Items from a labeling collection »

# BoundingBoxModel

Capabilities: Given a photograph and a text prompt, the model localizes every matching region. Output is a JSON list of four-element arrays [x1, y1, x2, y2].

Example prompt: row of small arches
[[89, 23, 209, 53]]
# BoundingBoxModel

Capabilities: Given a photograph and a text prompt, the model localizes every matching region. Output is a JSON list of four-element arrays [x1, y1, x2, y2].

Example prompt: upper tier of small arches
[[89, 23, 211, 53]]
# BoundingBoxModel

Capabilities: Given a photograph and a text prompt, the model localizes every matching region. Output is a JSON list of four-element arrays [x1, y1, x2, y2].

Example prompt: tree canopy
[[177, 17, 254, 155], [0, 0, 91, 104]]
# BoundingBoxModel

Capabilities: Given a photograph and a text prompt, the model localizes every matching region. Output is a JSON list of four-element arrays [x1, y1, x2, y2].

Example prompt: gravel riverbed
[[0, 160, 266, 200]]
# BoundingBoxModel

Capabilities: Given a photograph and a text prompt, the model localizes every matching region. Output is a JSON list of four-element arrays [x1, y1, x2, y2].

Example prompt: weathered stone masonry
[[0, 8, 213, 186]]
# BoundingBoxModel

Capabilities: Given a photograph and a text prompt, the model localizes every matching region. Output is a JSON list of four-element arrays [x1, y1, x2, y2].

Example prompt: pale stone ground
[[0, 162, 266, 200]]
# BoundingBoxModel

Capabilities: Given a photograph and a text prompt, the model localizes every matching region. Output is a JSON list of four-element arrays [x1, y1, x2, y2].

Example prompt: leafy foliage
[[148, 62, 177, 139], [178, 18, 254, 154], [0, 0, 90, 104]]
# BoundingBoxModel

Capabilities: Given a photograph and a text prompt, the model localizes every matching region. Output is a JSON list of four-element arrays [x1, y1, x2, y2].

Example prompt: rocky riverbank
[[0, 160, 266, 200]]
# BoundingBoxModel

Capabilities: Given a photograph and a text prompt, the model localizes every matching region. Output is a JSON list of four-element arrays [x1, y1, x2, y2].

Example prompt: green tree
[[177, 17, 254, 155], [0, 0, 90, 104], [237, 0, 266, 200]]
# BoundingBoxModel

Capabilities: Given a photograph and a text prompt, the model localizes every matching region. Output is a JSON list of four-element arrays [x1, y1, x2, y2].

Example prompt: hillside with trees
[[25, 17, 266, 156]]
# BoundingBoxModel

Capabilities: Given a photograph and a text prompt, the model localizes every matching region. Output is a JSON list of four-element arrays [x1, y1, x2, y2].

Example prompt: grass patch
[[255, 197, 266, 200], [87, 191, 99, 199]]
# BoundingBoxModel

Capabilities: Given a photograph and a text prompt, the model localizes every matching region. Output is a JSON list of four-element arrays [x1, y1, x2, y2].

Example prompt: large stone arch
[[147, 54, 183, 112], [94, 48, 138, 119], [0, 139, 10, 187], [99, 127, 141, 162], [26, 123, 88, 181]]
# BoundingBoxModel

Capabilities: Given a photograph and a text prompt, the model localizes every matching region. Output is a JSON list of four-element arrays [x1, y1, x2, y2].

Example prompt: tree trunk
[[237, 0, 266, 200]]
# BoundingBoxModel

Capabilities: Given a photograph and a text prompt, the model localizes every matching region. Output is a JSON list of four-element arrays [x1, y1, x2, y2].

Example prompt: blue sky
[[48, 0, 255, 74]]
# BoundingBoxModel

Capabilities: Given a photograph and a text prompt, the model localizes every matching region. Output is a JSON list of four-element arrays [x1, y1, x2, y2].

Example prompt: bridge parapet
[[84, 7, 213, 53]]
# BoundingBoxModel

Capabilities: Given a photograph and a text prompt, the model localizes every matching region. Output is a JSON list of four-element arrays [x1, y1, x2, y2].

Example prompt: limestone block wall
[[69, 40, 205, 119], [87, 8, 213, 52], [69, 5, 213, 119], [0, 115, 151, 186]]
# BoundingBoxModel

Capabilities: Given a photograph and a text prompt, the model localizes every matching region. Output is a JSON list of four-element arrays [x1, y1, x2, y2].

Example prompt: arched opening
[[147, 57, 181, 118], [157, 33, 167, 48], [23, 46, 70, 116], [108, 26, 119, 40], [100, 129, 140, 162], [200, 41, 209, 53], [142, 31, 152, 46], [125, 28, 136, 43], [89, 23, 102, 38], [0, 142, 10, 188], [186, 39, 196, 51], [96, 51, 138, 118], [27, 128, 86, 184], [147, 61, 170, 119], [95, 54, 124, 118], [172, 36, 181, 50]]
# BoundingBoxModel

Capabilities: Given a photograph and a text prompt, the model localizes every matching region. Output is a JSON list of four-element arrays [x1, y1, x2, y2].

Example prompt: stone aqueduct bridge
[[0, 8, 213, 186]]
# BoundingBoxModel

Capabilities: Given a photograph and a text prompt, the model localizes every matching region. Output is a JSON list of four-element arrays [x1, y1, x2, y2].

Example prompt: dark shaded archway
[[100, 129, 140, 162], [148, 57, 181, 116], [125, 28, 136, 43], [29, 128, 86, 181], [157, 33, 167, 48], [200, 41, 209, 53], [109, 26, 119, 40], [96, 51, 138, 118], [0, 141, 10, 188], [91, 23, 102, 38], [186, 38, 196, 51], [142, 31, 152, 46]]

Problem to work on »
Rewrite the data above as a Markdown table with the columns Row and Line. Each nonblank line gets its own numbered row, and blank lines are skipped.

Solution to the exercise »
| Row | Line |
|---|---|
| 1 | # BoundingBoxModel |
| 2 | Capabilities: Given a photograph and a text prompt, the model localizes every matching region. Output is a JSON list of four-element arrays [x1, y1, x2, y2]. |
| 3 | Example prompt: row of small arches |
| 4 | [[89, 23, 209, 53]] |
| 5 | # BoundingBoxModel |
| 6 | Capabilities: Given a photograph and a text prompt, the model localizes every matching region. Output is a JSON list of four-element arrays [x1, y1, x2, y2]. |
| 7 | Example prompt: upper tier of small arches |
| 8 | [[89, 23, 211, 53]] |
| 9 | # BoundingBoxModel |
| 10 | Capabilities: Given a photograph and a text prompt, the model localizes every matching region. Output is a JSON list of four-element arrays [x1, y1, x2, y2]. |
| 11 | Example prompt: tree canopy |
| 12 | [[177, 17, 254, 155], [0, 0, 91, 104]] |
| 13 | # BoundingBoxModel |
| 14 | Capabilities: Given a photograph and a text prompt, the model localizes every matching region. Output is a JSON list of four-element arrays [x1, y1, x2, y2]. |
| 15 | Example prompt: gravel riverbed |
| 16 | [[0, 160, 266, 200]] |
| 17 | # BoundingBoxModel |
| 18 | Capabilities: Given a photograph and a text prompt, the model localizes every matching region. Output is a JSON list of four-element arrays [x1, y1, x2, y2]. |
| 19 | Example prompt: weathered stone masonry |
| 20 | [[0, 8, 213, 186]] |
| 21 | # BoundingBoxModel |
| 22 | Capabilities: Given a photograph and a text prompt, the model localizes every matching region. Output is a JSON list of four-element arrays [x1, y1, x2, y2]. |
| 23 | Example prompt: pale stone ground |
| 24 | [[0, 162, 266, 200]] |
| 25 | # BoundingBoxModel |
| 26 | Capabilities: Given a photograph and a text prompt, the model localizes every matching region. Output is a JSON list of four-element arrays [x1, y1, x2, y2]. |
| 27 | Example prompt: leafy foliage |
| 28 | [[148, 62, 177, 139], [178, 18, 254, 154], [0, 0, 90, 104]] |
| 29 | # BoundingBoxModel |
| 30 | Capabilities: Given a photograph and a text prompt, the model localizes every matching region. Output is a JSON list of four-element arrays [x1, y1, x2, y2]. |
| 31 | Example prompt: rocky riverbank |
| 32 | [[0, 160, 266, 200]] |
| 33 | # BoundingBoxModel |
| 34 | Capabilities: Given a photograph and a text prompt, the model localizes every matching region. Output is a JSON list of four-element arrays [x1, y1, x2, y2]. |
| 35 | Example prompt: green tree |
| 36 | [[177, 17, 254, 155], [0, 0, 90, 104], [237, 0, 266, 200]] |
| 37 | # BoundingBoxModel |
| 38 | Capabilities: Given a photograph and a text prompt, the model localizes every matching region. Output is a JSON list of four-element arrays [x1, y1, x2, y2]. |
| 39 | Example prompt: hillside with trees |
| 40 | [[25, 17, 266, 156]] |
| 41 | # BoundingBoxModel |
| 42 | Capabilities: Given a photograph and a text prompt, the model localizes every matching region. Output is a JSON list of four-element arrays [x1, y1, x2, y2]. |
| 43 | Example prompt: grass patch |
| 44 | [[255, 197, 266, 200], [87, 191, 99, 199]] |
| 45 | # BoundingBoxModel |
| 46 | Capabilities: Given a photograph and a text prompt, the model localizes every matching region. Output is a JSON list of four-element arrays [x1, y1, x2, y2]. |
| 47 | Example prompt: large stone arch |
| 48 | [[147, 54, 183, 112], [94, 48, 138, 119], [0, 139, 10, 187], [99, 127, 141, 162], [26, 123, 88, 181]] |
| 49 | # BoundingBoxModel |
| 50 | Capabilities: Given a photograph and a text prompt, the model localizes every matching region. Output is a JSON list of four-element arrays [x1, y1, x2, y2]. |
| 51 | Example prompt: tree trunk |
| 52 | [[237, 0, 266, 200]] |
| 53 | # BoundingBoxModel |
| 54 | Capabilities: Given a photograph and a text prompt, the model localizes every matching region. Output is a JSON list of four-element arrays [x1, y1, x2, y2]. |
| 55 | Example prompt: blue sky |
| 56 | [[48, 0, 255, 74]] |
| 57 | # BoundingBoxModel |
| 58 | Capabilities: Given a photograph and a text prompt, the model localizes every matching region. Output is a JSON list of four-element arrays [x1, y1, x2, y2]. |
| 59 | Example prompt: bridge parapet |
| 60 | [[84, 7, 213, 53]] |
| 61 | # BoundingBoxModel |
| 62 | Capabilities: Given a photograph and a text prompt, the model localizes every matching region. Output is a JSON list of four-element arrays [x1, y1, x2, y2]. |
| 63 | Example prompt: limestone block wall |
| 64 | [[69, 40, 205, 119], [87, 8, 213, 52], [69, 5, 213, 119], [0, 115, 151, 186]] |
| 65 | # BoundingBoxModel |
| 66 | Capabilities: Given a photograph and a text prompt, the model localizes every matching region. Output is a JSON list of four-element arrays [x1, y1, x2, y2]. |
| 67 | Example prompt: arched opening |
| 68 | [[147, 57, 181, 118], [157, 33, 167, 48], [23, 46, 70, 116], [108, 26, 119, 40], [100, 129, 140, 162], [200, 41, 209, 53], [142, 31, 152, 46], [125, 28, 136, 43], [89, 23, 102, 38], [0, 142, 10, 188], [186, 39, 196, 51], [96, 51, 138, 118], [27, 128, 86, 184], [147, 61, 170, 119], [95, 54, 124, 118], [172, 36, 181, 50]] |
| 69 | # BoundingBoxModel |
| 70 | Capabilities: Given a photograph and a text prompt, the model localizes every matching region. Output is a JSON list of four-element arrays [x1, y1, x2, y2]. |
| 71 | Example prompt: stone aqueduct bridge |
| 72 | [[0, 8, 213, 186]] |
| 73 | # BoundingBoxModel |
| 74 | Capabilities: Given a photograph and a text prompt, the model localizes every matching region. Output is a JSON list of four-element arrays [x1, y1, x2, y2]. |
| 75 | Example prompt: dark shaded archway |
| 76 | [[100, 129, 140, 162], [148, 57, 181, 116], [125, 28, 136, 43], [29, 128, 86, 181], [157, 33, 167, 48], [200, 41, 209, 53], [109, 26, 119, 40], [96, 51, 138, 118], [0, 141, 10, 188], [91, 23, 102, 38], [186, 38, 196, 51], [142, 31, 152, 46]] |